EXERCISES TO COMPLETE
(1) From the mitral stenosis text, transcribe the passage between "The two major" and "left atrial myxoma.", inclusive.
(2) Answer these questions from the mitral stenosis text:
(a) What is the normal area of the mitral valve?
(b) What effect does pulmonary hypertension have on operative mortality?
(c) What is the most common etiology of mitral stenosis?
(3) How would you render this sentence from the mitral stenosis text in Spanish: "Mitral stenosis results in increased resistance to emptying of the left atrium."

Clinical:The normal area of the mitral valve is 4 to 6 cm2. Severe stenosis is associated with areas less than 0.8 cm2, and most valves are replaced when their area becomes less than 1.1 cm2. Mitral stenosis results in increased resistance to emptying of the left atrium. This produces a reduced left ventricular output and an increase in pulmonary venous pressure (a valveless system, thus LA pressures are transmitted directly to the vessels). Eventually this increased pressure is back transmitted to the pulmonary arteries. The pulmonary arteries undergo medial hypertrophy and intimal sclerosis in response, and pulmonary arterial hypertension results. Ultimately, the right ventricle hypertrophies, dilates, and then fails. Clinically there is a diastolic murmur and resting tachycardia as the heart attempts to supply more blood systemically. Rarely, patients with mitral stenosis can present with diffuse alveolar hemorrhage . Another rare, late sequella of mitral stenosis is parenchymal ossification . In approximately 0.6% of cases of mitral stenosis, a coexisting ASD may relieve the left atrial hypertension and promote the formation of a left to right shunt. This combination of findings is known as Lutembacher syndrome .
The two major factors influencing prognosis in mitral stenosis are the presence of pulmonary hypertension (triples operative mortality) and the presence of symptoms . Once more than mild symptoms develop, the prognosis for medical treatment decreases .
Etiologies of mitral stenosis include rheumatic heart disease (most commonly), congenital mitral stenosis, or an obstructing lesion such as a left atrial myxoma.

THE DATA
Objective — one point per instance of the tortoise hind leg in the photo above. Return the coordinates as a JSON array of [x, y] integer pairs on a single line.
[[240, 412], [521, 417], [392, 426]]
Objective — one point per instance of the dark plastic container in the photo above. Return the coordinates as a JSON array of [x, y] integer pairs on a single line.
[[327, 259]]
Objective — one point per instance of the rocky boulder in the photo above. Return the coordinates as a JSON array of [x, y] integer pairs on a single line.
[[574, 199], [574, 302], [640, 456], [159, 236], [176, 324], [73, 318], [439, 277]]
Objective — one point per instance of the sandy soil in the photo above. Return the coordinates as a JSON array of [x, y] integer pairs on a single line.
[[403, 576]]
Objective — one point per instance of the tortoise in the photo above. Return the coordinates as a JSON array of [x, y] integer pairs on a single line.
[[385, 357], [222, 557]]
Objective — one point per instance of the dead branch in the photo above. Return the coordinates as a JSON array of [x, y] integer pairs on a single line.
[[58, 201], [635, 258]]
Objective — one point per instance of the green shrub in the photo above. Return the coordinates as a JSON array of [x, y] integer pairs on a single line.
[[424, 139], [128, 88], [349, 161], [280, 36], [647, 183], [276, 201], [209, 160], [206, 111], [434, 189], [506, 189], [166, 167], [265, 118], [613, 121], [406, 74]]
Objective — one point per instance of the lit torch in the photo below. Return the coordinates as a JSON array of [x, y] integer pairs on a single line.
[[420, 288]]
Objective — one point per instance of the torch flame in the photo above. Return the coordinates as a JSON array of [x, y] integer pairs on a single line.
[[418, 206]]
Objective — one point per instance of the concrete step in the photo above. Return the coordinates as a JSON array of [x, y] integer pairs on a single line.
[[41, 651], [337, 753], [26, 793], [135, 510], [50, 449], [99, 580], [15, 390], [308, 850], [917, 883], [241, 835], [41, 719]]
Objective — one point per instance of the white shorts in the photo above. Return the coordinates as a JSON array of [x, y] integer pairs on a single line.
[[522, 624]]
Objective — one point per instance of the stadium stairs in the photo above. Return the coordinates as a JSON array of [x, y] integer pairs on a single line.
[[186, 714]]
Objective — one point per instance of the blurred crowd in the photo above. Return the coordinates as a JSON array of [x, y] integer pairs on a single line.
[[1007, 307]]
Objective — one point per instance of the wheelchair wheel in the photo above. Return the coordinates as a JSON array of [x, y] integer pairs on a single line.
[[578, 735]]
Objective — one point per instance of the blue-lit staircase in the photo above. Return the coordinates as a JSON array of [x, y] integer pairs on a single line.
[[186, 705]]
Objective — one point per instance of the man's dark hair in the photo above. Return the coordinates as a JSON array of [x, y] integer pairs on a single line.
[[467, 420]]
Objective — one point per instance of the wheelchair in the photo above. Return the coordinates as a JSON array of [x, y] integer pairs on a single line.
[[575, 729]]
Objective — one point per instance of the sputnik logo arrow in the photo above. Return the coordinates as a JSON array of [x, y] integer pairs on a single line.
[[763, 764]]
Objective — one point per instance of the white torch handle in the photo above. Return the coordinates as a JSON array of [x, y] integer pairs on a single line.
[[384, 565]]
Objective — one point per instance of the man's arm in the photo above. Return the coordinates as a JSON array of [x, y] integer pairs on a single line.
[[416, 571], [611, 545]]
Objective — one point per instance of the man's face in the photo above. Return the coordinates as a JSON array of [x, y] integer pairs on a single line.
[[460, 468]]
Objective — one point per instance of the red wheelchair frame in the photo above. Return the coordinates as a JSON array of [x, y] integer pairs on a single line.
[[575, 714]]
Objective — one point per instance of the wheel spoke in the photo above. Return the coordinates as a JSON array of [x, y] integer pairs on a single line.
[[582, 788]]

TASK SOLUTIONS
(1)
The two major factors influencing prognosis in mitral stenosis are the presence of pulmonary hypertension (triples operative mortality) and the presence of symptoms . Once more than mild symptoms develop, the prognosis for medical treatment decreases .
Etiologies of mitral stenosis include rheumatic heart disease (most commonly), congenital mitral stenosis, or an obstructing lesion such as a left atrial myxoma.

(2)
(a) 4 to 6 cm2
(b) It triples operative mortality.
(c) Rheumatic heart disease

(3) La estenosis mitral produce un aumento de la resistencia al vaciamiento de la aurícula izquierda.